_Selected excerpt_
--

Review: What Maisie Knew by Henry James

I was going to start this review by explaining how reading Henry James is like eating the most delicious, delicate and non-crumby pastry you've ever had: you're enjoying the flavor and at the same time wondering at the skill that made it all possible. Me being me, however, a great lover of pastry and Henry James, it all turned to food porn and I had to delete it. But this is the impression rereading What Maisie Knew left me with. I felt like I was given a dessert. This is a book that's shorter and perhaps lighter than some of James' masterpieces, but no less accomplished.

The Subject

As he explains in the preface*, James drew his idea for the novel from a dinner conversation in which the strange fate of a little girl used as ammunition in the war between her divorced parents was mentioned. In a decision unusual for that period, the child's custody was shared and she was to spend half a year with each of her parents. While at first they were both eager to take revenge on the other by depriving them of the child's company, at some point one of them remarried and the situation changed. The responsibility for the child became a punishment fit to be inflicted on the ex-spouse and the two irresponsible parents outdid each other in trying to get rid of their charge. This is the core on which James built the story of Maisie, a girl whose childhood was spent "rebounding from racquet to racquet like a tennis-ball or a shuttlecock" in the power games between her parents and, later, her stepparents as well.

--

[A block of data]
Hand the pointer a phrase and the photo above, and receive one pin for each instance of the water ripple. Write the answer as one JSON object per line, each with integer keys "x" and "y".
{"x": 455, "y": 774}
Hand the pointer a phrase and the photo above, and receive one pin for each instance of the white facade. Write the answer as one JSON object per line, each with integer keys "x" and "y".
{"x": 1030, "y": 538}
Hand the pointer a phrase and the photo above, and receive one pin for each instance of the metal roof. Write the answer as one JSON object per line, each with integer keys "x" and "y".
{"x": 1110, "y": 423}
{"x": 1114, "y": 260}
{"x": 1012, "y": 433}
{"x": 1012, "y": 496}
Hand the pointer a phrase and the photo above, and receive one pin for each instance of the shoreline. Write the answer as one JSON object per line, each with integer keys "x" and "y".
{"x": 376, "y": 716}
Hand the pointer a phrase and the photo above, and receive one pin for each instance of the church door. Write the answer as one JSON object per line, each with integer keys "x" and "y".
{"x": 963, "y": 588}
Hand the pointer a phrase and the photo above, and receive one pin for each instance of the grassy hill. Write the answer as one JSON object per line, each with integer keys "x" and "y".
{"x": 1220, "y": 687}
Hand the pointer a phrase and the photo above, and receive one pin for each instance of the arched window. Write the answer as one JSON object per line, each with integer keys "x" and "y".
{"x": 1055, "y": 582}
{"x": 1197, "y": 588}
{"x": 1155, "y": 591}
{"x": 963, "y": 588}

--

_Set task 1_
According to the review, where did James get the idea for the novel?
_Set task 2_
Reproduce the passage of the review starting at "I was going" and ending at "no less accomplished.".
The records are not needed here.

_Correct output 1_
From a dinner conversation.

_Correct output 2_
I was going to start this review by explaining how reading Henry James is like eating the most delicious, delicate and non-crumby pastry you've ever had: you're enjoying the flavor and at the same time wondering at the skill that made it all possible. Me being me, however, a great lover of pastry and Henry James, it all turned to food porn and I had to delete it. But this is the impression rereading What Maisie Knew left me with. I felt like I was given a dessert. This is a book that's shorter and perhaps lighter than some of James' masterpieces, but no less accomplished.